#### Exercise data ####

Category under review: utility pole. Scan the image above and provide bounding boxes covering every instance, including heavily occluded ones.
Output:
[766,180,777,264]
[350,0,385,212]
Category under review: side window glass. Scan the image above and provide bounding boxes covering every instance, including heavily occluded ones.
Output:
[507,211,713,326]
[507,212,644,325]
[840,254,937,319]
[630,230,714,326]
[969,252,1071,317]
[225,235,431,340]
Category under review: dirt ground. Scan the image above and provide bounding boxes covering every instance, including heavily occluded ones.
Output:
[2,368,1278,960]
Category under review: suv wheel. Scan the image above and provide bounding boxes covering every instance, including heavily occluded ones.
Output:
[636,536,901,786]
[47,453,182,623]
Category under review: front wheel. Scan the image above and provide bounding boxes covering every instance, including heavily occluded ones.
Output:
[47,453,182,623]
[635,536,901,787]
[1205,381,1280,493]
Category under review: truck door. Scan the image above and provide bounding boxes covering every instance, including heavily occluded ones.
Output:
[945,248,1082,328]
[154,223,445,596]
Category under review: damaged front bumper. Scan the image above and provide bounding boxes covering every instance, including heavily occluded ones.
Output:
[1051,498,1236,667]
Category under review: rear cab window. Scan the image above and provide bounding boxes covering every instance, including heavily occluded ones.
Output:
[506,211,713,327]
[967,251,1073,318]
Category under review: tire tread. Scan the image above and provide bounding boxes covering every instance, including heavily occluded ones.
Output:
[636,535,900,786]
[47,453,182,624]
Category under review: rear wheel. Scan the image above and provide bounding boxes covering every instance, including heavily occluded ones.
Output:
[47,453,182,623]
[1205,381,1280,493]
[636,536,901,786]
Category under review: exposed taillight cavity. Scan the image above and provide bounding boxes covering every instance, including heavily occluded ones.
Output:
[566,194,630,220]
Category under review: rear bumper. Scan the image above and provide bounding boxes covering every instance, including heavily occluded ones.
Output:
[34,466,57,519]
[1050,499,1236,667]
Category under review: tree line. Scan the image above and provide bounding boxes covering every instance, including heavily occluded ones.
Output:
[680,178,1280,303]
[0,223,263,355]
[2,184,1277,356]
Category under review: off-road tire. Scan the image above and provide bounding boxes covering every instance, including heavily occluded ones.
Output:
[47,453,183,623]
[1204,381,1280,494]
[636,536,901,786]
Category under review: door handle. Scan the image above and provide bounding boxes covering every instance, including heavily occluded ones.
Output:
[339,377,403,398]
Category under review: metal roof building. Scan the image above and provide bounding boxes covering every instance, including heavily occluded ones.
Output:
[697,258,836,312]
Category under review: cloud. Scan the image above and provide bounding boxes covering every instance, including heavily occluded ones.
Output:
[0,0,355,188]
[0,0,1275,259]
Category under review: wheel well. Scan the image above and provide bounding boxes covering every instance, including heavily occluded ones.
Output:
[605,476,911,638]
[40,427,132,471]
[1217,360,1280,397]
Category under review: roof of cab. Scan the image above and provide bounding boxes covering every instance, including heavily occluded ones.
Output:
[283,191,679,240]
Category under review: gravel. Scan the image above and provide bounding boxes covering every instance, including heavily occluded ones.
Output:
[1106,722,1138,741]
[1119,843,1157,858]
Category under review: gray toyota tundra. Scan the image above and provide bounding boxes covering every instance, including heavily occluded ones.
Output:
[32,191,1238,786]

####

Aim of the exercise: When you answer, return the records above exactly as they stand.

Answer to the problem:
Category under review: utility pole. Scan the image above and provide bounding boxes covering every instance, including heavily occluded ones.
Output:
[766,180,777,264]
[350,0,385,212]
Category under review: side window glass. Scan the image above and provide bounding boxes covering every instance, including heavily occluded ones.
Output:
[507,211,713,326]
[507,212,644,325]
[840,254,937,319]
[630,230,714,326]
[969,252,1071,317]
[225,235,431,340]
Category under review: dirt ground. Scan the image above and provide bounding boxes covering every instance, including heavily occluded ones.
Output:
[2,368,1278,960]
Category under review: suv wheel. Scan the image above and provide bounding boxes covering every instance, including heavily occluded ones.
Output:
[636,536,901,786]
[47,453,182,623]
Category under review: front wheel. Scan the image above and provide bounding boxes covering every instance, including heavily occluded ones.
Output:
[47,453,182,623]
[635,536,901,787]
[1205,381,1280,493]
Category under review: truck door. Scan the image above and provide bounding boxes covering every instance, including heavily occluded ones.
Output:
[945,248,1082,328]
[154,223,445,596]
Category under review: damaged front bumper. Scan the image above and provide bounding boxes covering every instance, including heavily occluded ones.
Output:
[1051,498,1236,667]
Category under review: rear cab window. Scan the image above and provide bounding boxes covering every instance, including heavily occluded ones.
Output:
[506,211,713,327]
[967,251,1073,318]
Category under review: tire tread. Scan the image above and provide bounding boxes covering every instance, including heavily occluded ones.
Output:
[636,535,900,786]
[47,453,182,624]
Category under review: rear wheel. Scan the image above and provide bounding boxes covering every instance, including heavily occluded ones.
Output:
[47,453,182,623]
[1205,381,1280,493]
[636,536,901,786]
Category under review: exposed taillight cavity. Scan the image above and provide bounding boxes covering every instance, including heavily occluded ones.
Output:
[566,194,630,220]
Category under review: rear bumper. Scan the image above and provide bounding boxes covering every instance, including heavily occluded ones.
Output:
[34,466,57,519]
[1050,499,1236,667]
Category under review: tree line. Scan the image above and provide bounding boxes covering every instance, including heavily occluded ones.
Output:
[680,178,1280,303]
[0,223,263,355]
[2,184,1277,356]
Category under review: off-road tire. Scan the image above and provide bounding boxes covering every instance, including heavily occluded ones.
Output:
[47,453,183,623]
[1204,381,1280,494]
[636,536,901,786]
Category under review: door handle. Scan the image above and provide bounding boxes covering every instance, including heavily occluded ones.
Output:
[339,377,403,398]
Category under review: metal roof building. Scan the image above and provide bounding boxes covering every instance, including heavily occluded ones.
Output:
[697,258,836,312]
Category under review: cloud. Scan the image above and provide bounding boxes covering every instance, including heavily occluded ones.
Output:
[0,0,355,188]
[0,0,1275,259]
Category under review: wheel well. Scan the image above and provide bounding boxes covering every instance, including heavily occluded ones.
Output:
[605,476,911,638]
[40,427,132,471]
[1217,360,1280,397]
Category under review: roof of cab. Scan the image above and provide bounding boxes covering every instance, including heavily occluded ones.
Output:
[283,191,679,240]
Category under review: gravel. Scan the image above and provide bounding boxes covering every instance, including heavily occluded ones.
Output:
[1106,722,1138,741]
[1119,843,1157,858]
Category under review: gray toyota tundra. Scan the image above and provide bounding boxes covering every instance, including heavily occluded ones.
Output:
[32,191,1238,786]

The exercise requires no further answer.